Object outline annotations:
+ + + + + + +

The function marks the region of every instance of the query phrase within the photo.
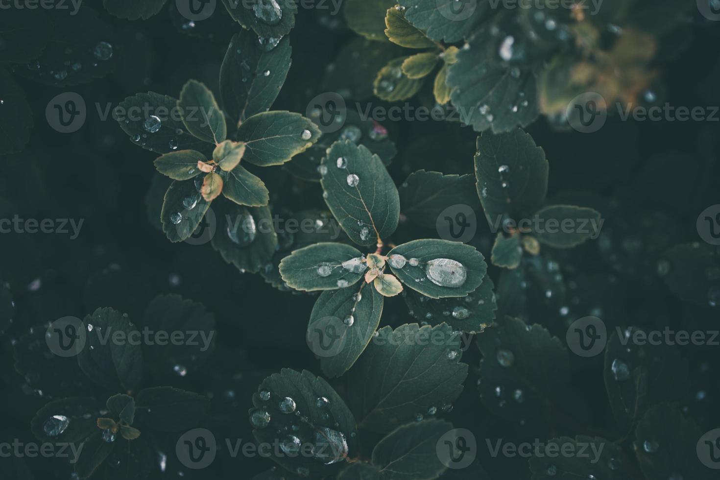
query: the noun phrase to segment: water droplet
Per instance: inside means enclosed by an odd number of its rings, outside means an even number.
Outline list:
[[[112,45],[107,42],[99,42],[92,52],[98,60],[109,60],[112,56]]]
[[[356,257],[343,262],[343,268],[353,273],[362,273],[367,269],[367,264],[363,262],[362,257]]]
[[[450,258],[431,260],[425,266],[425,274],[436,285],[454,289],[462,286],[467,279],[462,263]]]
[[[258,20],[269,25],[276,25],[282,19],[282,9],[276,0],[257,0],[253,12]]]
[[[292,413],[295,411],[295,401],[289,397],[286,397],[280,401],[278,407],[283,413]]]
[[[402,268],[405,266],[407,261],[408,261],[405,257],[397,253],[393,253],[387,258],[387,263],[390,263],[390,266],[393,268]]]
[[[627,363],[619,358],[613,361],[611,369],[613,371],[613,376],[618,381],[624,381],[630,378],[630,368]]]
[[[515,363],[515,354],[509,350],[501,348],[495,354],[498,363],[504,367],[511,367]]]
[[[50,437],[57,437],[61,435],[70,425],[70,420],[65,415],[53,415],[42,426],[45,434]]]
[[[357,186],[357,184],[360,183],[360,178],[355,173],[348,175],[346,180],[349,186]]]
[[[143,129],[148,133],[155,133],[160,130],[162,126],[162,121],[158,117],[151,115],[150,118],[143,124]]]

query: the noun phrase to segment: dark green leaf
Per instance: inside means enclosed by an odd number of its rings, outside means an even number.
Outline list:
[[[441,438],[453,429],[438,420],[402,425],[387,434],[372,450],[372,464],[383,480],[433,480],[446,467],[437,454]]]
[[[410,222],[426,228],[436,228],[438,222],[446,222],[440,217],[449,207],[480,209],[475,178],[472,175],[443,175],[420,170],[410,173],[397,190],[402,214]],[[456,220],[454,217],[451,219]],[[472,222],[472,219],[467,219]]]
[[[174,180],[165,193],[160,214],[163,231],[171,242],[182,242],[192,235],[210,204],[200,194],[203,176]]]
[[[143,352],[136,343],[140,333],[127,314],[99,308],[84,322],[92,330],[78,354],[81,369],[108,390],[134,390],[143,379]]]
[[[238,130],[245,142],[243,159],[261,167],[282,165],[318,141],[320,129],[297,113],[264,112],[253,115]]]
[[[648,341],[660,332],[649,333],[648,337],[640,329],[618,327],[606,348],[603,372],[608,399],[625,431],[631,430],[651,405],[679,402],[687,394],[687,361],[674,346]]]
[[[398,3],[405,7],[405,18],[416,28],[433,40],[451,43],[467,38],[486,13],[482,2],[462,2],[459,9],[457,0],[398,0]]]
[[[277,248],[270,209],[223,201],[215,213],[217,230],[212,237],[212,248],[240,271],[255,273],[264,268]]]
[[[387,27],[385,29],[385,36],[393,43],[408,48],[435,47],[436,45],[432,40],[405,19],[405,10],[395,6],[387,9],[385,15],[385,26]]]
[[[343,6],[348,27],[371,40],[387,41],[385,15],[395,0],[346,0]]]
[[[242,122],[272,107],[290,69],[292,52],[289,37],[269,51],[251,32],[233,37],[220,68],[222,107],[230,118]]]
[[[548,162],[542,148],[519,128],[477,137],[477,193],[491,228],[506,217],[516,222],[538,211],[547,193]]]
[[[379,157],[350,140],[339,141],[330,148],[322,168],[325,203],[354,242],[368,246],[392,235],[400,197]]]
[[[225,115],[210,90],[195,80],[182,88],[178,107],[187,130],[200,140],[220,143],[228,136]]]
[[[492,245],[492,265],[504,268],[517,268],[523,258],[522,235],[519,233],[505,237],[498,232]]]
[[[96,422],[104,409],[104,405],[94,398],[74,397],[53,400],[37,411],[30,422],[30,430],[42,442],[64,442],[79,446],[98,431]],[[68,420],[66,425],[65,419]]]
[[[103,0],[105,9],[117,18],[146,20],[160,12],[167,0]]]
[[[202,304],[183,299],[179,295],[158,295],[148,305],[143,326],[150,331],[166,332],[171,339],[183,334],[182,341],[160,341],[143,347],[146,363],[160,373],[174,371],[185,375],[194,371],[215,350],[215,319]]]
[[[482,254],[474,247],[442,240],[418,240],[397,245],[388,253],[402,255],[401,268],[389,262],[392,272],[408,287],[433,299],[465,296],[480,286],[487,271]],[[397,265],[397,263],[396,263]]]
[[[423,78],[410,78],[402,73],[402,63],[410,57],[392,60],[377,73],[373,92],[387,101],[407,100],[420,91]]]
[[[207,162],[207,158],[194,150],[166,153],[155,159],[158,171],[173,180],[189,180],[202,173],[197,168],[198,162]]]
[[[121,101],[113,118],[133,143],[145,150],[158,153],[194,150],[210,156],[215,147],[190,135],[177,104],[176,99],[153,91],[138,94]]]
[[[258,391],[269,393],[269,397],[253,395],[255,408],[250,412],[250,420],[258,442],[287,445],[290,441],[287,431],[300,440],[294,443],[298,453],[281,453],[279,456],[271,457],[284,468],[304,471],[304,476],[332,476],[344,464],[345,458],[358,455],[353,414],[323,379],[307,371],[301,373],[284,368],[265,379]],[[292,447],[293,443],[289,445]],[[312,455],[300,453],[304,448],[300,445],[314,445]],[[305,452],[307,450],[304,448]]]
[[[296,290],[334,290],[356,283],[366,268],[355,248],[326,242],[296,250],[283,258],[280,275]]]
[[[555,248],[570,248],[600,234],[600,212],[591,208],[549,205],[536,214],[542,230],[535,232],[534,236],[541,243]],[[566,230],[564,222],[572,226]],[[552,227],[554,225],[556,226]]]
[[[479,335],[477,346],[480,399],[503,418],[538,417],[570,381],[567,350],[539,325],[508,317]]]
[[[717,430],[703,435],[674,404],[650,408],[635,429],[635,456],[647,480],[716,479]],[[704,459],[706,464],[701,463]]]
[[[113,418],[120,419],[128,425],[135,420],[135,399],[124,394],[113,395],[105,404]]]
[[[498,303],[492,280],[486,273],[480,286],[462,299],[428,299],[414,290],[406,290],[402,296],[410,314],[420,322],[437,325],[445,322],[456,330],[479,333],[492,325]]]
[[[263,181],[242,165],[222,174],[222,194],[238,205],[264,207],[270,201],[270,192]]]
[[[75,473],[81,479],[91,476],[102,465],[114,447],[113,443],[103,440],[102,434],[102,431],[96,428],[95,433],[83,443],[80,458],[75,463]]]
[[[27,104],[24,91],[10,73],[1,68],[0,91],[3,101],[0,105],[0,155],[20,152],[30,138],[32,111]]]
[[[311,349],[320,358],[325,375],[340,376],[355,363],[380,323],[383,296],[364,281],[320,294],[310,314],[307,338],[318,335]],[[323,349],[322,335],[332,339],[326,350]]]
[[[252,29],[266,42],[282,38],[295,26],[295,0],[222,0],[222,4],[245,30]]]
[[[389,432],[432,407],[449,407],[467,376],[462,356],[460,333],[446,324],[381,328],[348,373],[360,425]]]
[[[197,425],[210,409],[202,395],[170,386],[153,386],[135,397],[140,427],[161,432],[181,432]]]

+ + + + + + +

Pictures are excluded; copy all other data exactly as shown.

:: Finished answer ::
The function marks the region of every instance of the query phrase within the photo.
query: the noun phrase to segment: water droplet
Per instance: inside means enclosed by an odd number of its rings, outside means an even number.
Outline list:
[[[112,45],[107,42],[99,42],[92,52],[98,60],[109,60],[112,56]]]
[[[356,257],[343,262],[343,268],[353,273],[362,273],[367,269],[367,264],[363,262],[362,257]]]
[[[450,258],[431,260],[425,266],[425,274],[436,285],[454,289],[462,286],[467,279],[462,263]]]
[[[258,20],[269,25],[276,25],[282,19],[282,9],[276,0],[257,0],[253,12]]]
[[[292,413],[295,411],[295,401],[289,397],[286,397],[280,401],[278,407],[283,413]]]
[[[402,268],[405,266],[407,261],[408,261],[405,257],[397,253],[393,253],[387,258],[387,263],[390,263],[390,266],[393,268]]]
[[[627,363],[619,358],[613,361],[611,369],[613,371],[613,376],[618,381],[624,381],[630,378],[630,368]]]
[[[515,363],[515,354],[509,350],[501,348],[495,354],[498,363],[504,367],[511,367]]]
[[[50,437],[57,437],[61,435],[70,425],[70,420],[65,415],[53,415],[42,426],[45,434]]]
[[[357,186],[357,184],[360,183],[360,178],[355,173],[348,175],[346,180],[349,186]]]
[[[143,129],[148,133],[155,133],[160,130],[162,126],[162,121],[158,117],[151,115],[150,118],[143,124]]]

query: the noun phrase to segment: dark green leaf
Per instance: inside means enclosed by an odd number of its rings, outside means an even number.
Outline list:
[[[441,438],[453,429],[438,420],[402,425],[387,434],[372,450],[372,464],[383,480],[433,480],[446,467],[437,454]]]
[[[410,222],[426,228],[436,228],[438,222],[446,222],[440,217],[449,207],[480,209],[475,178],[472,175],[443,175],[420,170],[410,173],[397,190],[402,214]],[[456,220],[454,217],[451,219]],[[472,222],[472,219],[467,219]]]
[[[174,180],[165,193],[160,214],[163,231],[171,242],[182,242],[192,235],[210,204],[200,194],[203,176]]]
[[[143,352],[136,343],[140,333],[127,314],[99,308],[84,322],[92,330],[78,354],[81,369],[108,390],[134,390],[143,379]]]
[[[238,130],[245,142],[243,159],[261,167],[282,165],[318,141],[320,129],[297,113],[264,112],[253,115]]]
[[[648,341],[660,332],[649,333],[648,337],[640,329],[618,327],[606,348],[603,372],[608,399],[625,431],[631,430],[651,405],[679,402],[687,394],[687,361],[674,346]]]
[[[398,3],[405,7],[405,18],[416,28],[433,40],[451,43],[467,38],[486,13],[482,2],[462,2],[459,9],[457,0],[398,0]]]
[[[277,248],[270,209],[223,201],[215,213],[217,230],[212,237],[212,248],[240,271],[255,273],[264,268]]]
[[[387,27],[385,29],[385,36],[393,43],[408,48],[435,47],[436,45],[432,40],[405,19],[405,10],[395,6],[387,9],[385,15],[385,26]]]
[[[343,6],[348,27],[371,40],[387,41],[385,15],[395,0],[346,0]]]
[[[242,122],[272,107],[290,69],[292,52],[289,37],[269,51],[251,32],[233,37],[220,68],[222,107],[230,118]]]
[[[548,162],[542,148],[519,128],[477,137],[477,193],[491,228],[506,217],[516,222],[538,211],[547,193]]]
[[[379,157],[350,140],[339,141],[330,148],[322,168],[325,203],[354,242],[368,246],[392,235],[400,197]]]
[[[225,115],[210,90],[195,80],[182,88],[178,107],[187,130],[200,140],[220,143],[228,136]]]
[[[492,245],[492,265],[504,268],[517,268],[523,258],[522,235],[519,233],[505,237],[498,232]]]
[[[96,422],[104,409],[104,405],[94,398],[74,397],[53,400],[37,411],[30,422],[30,430],[42,442],[64,442],[79,446],[98,431]],[[68,420],[66,425],[65,419]]]
[[[103,0],[105,9],[117,18],[146,20],[160,12],[167,0]]]
[[[202,304],[183,299],[179,295],[158,295],[148,305],[143,326],[150,331],[166,332],[171,339],[183,334],[182,341],[160,341],[143,347],[146,363],[160,373],[174,371],[185,375],[194,371],[215,350],[215,319]]]
[[[482,254],[474,247],[442,240],[418,240],[397,245],[388,253],[402,255],[401,268],[389,262],[392,272],[408,287],[433,299],[465,296],[480,286],[487,271]],[[397,265],[397,263],[396,263]]]
[[[423,78],[410,78],[402,73],[402,63],[410,57],[392,60],[377,73],[373,92],[387,101],[407,100],[420,91]]]
[[[207,162],[207,158],[194,150],[166,153],[155,159],[158,171],[173,180],[189,180],[202,173],[197,168],[198,162]]]
[[[121,101],[113,118],[133,143],[145,150],[158,153],[194,150],[210,156],[215,147],[190,135],[177,104],[176,99],[153,91],[138,94]]]
[[[258,391],[269,393],[269,397],[253,395],[255,408],[250,412],[250,420],[258,442],[287,445],[290,441],[287,431],[300,440],[294,443],[298,453],[281,453],[279,456],[271,457],[284,468],[304,471],[304,476],[332,476],[344,464],[345,458],[358,455],[353,414],[323,379],[307,371],[301,373],[284,368],[265,379]],[[292,447],[293,443],[289,445]],[[312,455],[300,453],[304,448],[300,445],[314,445]],[[305,452],[307,450],[304,448]]]
[[[296,290],[334,290],[356,283],[366,268],[355,248],[326,242],[296,250],[283,258],[280,275]]]
[[[555,248],[570,248],[600,234],[600,212],[591,208],[549,205],[536,214],[542,230],[535,232],[534,236],[541,243]],[[566,230],[564,222],[572,226]],[[552,227],[554,225],[556,226]]]
[[[479,335],[477,346],[480,399],[503,418],[538,417],[570,381],[567,350],[539,325],[508,317]]]
[[[717,430],[703,435],[674,404],[650,408],[635,429],[635,456],[647,480],[716,479]],[[704,459],[706,464],[701,463]]]
[[[113,418],[120,419],[128,425],[135,420],[135,399],[124,394],[113,395],[105,404]]]
[[[498,303],[492,280],[486,273],[480,286],[462,299],[428,299],[414,290],[406,290],[402,296],[410,314],[420,322],[437,325],[445,322],[456,330],[479,333],[492,325]]]
[[[263,181],[242,165],[222,174],[222,194],[238,205],[264,207],[270,201],[270,192]]]
[[[75,473],[81,479],[91,476],[102,465],[114,447],[113,443],[103,440],[102,434],[102,431],[96,428],[95,433],[83,443],[80,458],[75,463]]]
[[[27,104],[24,91],[10,73],[1,68],[0,91],[3,101],[0,105],[0,155],[20,152],[30,138],[32,111]]]
[[[311,349],[320,358],[325,375],[340,376],[355,363],[380,323],[383,296],[364,281],[320,294],[310,314],[307,338],[318,335]],[[323,349],[322,335],[332,339],[326,350]]]
[[[252,29],[266,42],[282,38],[295,26],[295,0],[222,0],[222,4],[245,30]]]
[[[389,432],[432,407],[449,407],[467,376],[462,356],[460,333],[446,324],[381,328],[348,373],[360,425]]]
[[[197,425],[210,409],[202,395],[170,386],[153,386],[135,397],[140,427],[161,432],[181,432]]]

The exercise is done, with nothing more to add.